Tüm merkezlerde kurtarma çalışmalarının çok sınırlı olanaklar ve güçlüklerle yürütülmekte olduğu görülmüştür. Binlerce kişinin göçük altında olduğu ve bu çalışmaların içerdiği büyük güçlükler göz önünde bulundurularak, oran olarak küçük de olsa sağlanan başarının azımsanamayacak düzeyde olduğu düşünülmüştür.
Yardım ulaştırma çabalarının örgütlenmesinde çeşitli güçlüklerle karşılaşıldığı görülerek önemli kaygılar duyulmuştur. Ancak, izleyen günlerde edinilen bilgiler ve yapılan gözlemler, bu eksikliğin hızla giderilmekte olduğu ve birkaç gün içinde etkin bir toplama-ulaştırma-dağıtım örgütlenmesi sağlanabileceğine ilişkin izlenimler vermektedir. Benzer biçimde, yurttaş gereksinimleriyle sağlanan yardım içeriklerinin tam uyuşmadığı ve uzun erimli bir planlama bulunmadığı kaygısı uyanmışsa da izleyen günlerdeki gelişmeler bu doğrultuda da çok bilinçli ve olumlu yaklaşımların giderek etkinleştiğini göstermektedir.

Yapı Hasarı
Bolu'dan başlayarak Tekirdağ'a kadar uzanan çok geniş bir bölgede, ağır yapı hasarı oluşmuştur. Can kaybının bu kadar büyük olması da bu yapı hasarının sonucudur. Bu ön inceleme gezisinde, Düzce, Adapazarı, İzmit, Gebze, Gölcük, Değirmendere ve Yalova yerleşim bölgeleri gözden geçirilebilmiştir.

^^^^^^^^^^^^^^^^

▶ **Verilen görev 1**
Yapı hasarı ve kurtarma çalışmalarını anlatan metinde, ön inceleme gezisi sırasında gözden geçirilen yerleşim bölgelerinin hepsini yazın.
▶ **Verilen görev 2**
Yapı hasarı ve kurtarma çalışmalarını anlatan metni son cümlesinden sonra sürdürün.
Kayıtlar başka bir kaynaktan alınmıştır.

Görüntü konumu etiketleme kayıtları
^^^^^^^^^^^^^^^^

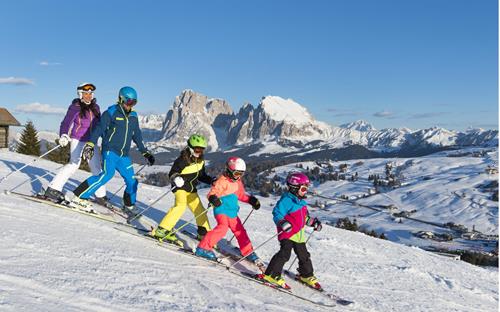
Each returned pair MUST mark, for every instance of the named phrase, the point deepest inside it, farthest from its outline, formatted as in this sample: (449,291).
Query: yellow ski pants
(183,199)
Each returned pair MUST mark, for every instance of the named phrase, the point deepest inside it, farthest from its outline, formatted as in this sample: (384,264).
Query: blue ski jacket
(117,129)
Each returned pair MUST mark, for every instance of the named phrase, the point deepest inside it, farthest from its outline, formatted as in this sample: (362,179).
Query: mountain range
(280,122)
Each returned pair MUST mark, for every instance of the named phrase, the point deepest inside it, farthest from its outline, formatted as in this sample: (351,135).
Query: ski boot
(310,281)
(256,260)
(132,211)
(202,231)
(207,254)
(274,281)
(82,204)
(54,195)
(104,201)
(165,235)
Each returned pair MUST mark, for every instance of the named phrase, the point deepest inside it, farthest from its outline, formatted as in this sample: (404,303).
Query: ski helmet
(85,87)
(235,167)
(298,183)
(128,96)
(197,140)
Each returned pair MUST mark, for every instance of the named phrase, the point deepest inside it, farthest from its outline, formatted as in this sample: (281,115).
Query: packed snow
(57,260)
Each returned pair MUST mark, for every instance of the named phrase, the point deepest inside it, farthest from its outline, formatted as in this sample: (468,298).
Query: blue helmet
(127,95)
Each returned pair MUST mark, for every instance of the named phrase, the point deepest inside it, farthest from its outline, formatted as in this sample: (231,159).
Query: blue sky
(393,63)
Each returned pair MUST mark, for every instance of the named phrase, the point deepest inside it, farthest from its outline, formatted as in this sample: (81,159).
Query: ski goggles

^^^^^^^^^^^^^^^^

▶ **Doğru cevap 1**
Düzce, Adapazarı, İzmit, Gebze, Gölcük, Değirmendere, Yalova

▶ **Doğru cevap 2**
Hasar Yoğunluğu Değişimi
Depremin en etkin olduğu yörede, hasar yoğunluğunun belirgin bir değişim gösterdiği izlenmiştir. Örneğin, Gölcük ve Değirmendere'de neredeyse sağlam yapı kalmazken, bu yörenin biraz daha batısında bulunan bazı yerleşim yerlerinde, hasar oranı göreceli olarak oldukça düşüktür. Daha batıya gidildiğinde, Yalova'da yine ağır hasarla karşılaşılmaktadır. Burada da hasarlı yapı oranı çok değişkendir; bu oran, kent merkezinde oldukça düşük, kentin doğu ve batı yanlarında bulunan yerleşimlerde (doğuda tatil siteleri, batıda Hacı Mehmet Ovası) ise çok yüksektir. Benzer biçimde, Yapı hasarının yer yer oldukça ağır olduğu İzmit'ten İstanbul'a doğru gidildiğinde hasar oranı oldukça düşük yörelerden (örneğin, Gebze) geçilmektedir. İstanbul'da genel ve yaygın bir hasar görülmezken, kentin batısında kalan Avcılar ve Bağcılar gibi yörelerdeki ağır hasar da, aynı görünümü sergilemektedir. Bu değişimin nedenlerinin ciddi biçimde araştırılıp yorumlanması kesinlikle gerekmekle birlikte, bu konuda zemin özelliklerinin büyük ölçüde etkili olduğu görülmektedir.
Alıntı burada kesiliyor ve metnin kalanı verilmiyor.